*PASSAGE TO READ*
● ● ● ● ●

In my last two columns I have talked about building your personal brand and keeping a good reputation as well as the importance of good communication skills when dealing with customers. These are essential to being a successful imaging engineer because your customers see and talk to you more often than anyone else in your department or company. It is also important to recognize that you are “the face of the company;” you represent the company or department for which you work to them. This can be a difficult part of the job, and is even more challenging if you work outside the office most of the time. That is a reason good service managers make an effort to keep field employees connected to the company or department through conference calls, meetings, company events and communication such as newsletters.

When you have gained a level of mutual trust with your customer and converse with them on a regular basis, you may find that they trust you enough to tell you things they probably wouldn’t say to anyone else in your department or company. If they share personal or confidential information or rumors with you, my advice is to keep it to yourself and try to keep your conversations on a professional level. If what they share with you is business related, then you probably have an obligation to share the information, or at least an expectation by your boss to do so.

If they complain about something like the uptime of the scanner(s) you service, your company, or the performance of one of your coworkers, use your customer service communication skills. Acknowledge their concern and ask them what they want you to do with the information and/or tell them what you believe you need to do with it. Try to be as objective as possible and do not take it too personally, the same as you would when probing the customer about a problem with the scanner. You may need to ask questions for clarification and to get additional information, such as dates and names. At the least, you probably need to pass the info to your supervisor. If their complaint has to do with safety of the scanner(s) and could possibly result in patient injury or death, it must be reported to a regulatory authority (the FDA in the United States). If you work for an OEM or ISO, there should be a complaint handling procedure for you to follow and notification of proper authorities would be done by a designated person as part of the process.

Sometimes the customer tells you about plans by another hospital or clinic to purchase a scanner or something going on with their facility that constitutes a sales opportunity. Typically, because of the relationship you have with them, they are much more likely to say something like that to you as their service tech than to the salesperson. Often, when you ask them, they will tell you it is OK to pass that on to someone in sales. If they are concerned about the salesman hounding them to death or say they don’t want the salesman to call on them, I would report that to my supervisor and possibly to the salesperson’s manager. If you know the salesperson well, you might be OK telling them what you found out. Most salespeople are thick-skinned and want that kind of feedback. They know how to handle it so that your relationship with the customer is not damaged. In my experience, the best salespeople realize and recognize the value of the service engineer’s relationship with their customers and nurture a team approach.

So, while most of us servicing scanners typically don’t have some of the traits generally associated with salespeople, such as charisma and charm, we often are the company or biomed department to our customers. And, we will hear valuable information from them that needs to be passed on.

● ● ● ● ●

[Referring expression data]
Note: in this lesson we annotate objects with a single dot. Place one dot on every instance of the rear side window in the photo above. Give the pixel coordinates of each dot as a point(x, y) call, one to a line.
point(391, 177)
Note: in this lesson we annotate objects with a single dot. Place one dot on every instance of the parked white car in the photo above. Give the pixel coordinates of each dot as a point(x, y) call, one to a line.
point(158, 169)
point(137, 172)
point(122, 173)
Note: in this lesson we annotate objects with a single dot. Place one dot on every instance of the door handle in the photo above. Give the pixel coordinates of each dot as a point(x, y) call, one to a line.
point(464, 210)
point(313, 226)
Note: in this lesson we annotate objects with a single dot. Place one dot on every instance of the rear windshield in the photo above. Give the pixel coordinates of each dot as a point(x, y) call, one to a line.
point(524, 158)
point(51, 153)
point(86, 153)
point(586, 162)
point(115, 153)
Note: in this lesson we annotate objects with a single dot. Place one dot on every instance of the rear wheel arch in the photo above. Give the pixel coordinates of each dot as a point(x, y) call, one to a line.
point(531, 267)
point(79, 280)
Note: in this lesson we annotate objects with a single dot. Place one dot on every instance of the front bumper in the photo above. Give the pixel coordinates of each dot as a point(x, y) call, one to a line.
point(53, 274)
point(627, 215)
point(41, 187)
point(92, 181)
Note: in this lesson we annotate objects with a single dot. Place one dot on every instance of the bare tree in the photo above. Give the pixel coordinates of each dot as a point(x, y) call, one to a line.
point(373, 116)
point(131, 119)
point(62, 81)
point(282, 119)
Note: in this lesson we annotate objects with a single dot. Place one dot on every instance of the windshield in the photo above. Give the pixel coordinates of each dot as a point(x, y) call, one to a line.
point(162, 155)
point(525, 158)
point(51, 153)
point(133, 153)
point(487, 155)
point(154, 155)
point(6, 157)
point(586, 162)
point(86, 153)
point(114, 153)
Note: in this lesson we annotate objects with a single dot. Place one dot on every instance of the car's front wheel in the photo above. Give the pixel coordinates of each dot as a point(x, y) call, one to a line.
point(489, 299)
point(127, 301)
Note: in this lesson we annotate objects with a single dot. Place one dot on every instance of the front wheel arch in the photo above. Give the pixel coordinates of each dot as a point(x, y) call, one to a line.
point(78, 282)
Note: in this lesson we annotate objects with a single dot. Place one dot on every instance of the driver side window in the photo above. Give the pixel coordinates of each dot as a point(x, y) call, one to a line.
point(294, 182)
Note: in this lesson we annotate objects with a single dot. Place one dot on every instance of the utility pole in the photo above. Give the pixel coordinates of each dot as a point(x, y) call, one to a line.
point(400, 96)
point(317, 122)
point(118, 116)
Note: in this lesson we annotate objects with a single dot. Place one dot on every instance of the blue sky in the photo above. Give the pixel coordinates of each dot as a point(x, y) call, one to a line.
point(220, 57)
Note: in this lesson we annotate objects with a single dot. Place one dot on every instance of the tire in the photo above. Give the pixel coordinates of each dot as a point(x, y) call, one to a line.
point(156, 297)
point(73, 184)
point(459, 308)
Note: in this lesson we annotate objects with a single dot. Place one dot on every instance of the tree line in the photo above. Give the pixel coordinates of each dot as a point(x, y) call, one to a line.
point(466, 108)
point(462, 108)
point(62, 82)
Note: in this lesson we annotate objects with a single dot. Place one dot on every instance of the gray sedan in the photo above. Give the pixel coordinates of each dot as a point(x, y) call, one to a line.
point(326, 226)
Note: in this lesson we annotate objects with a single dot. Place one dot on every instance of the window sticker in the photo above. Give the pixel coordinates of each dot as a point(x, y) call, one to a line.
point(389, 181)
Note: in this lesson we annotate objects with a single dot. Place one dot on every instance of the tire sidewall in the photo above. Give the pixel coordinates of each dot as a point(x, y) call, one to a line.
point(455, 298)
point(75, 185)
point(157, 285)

● ● ● ● ●

*WORK TASK 1*
Which means do good service managers use to keep field employees connected to the company or department, according to the column on imaging engineers and their customers?
*WORK TASK 2*
Reproduce the column on imaging engineers and their customers from "So, while most" up to and including "be passed on.".
Rely solely on the column, not the data.

*PROBLEM SOLUTION 1*
- Conference calls
- Meetings
- Company events
- Communication such as newsletters

*PROBLEM SOLUTION 2*
So, while most of us servicing scanners typically don’t have some of the traits generally associated with salespeople, such as charisma and charm, we often are the company or biomed department to our customers. And, we will hear valuable information from them that needs to be passed on.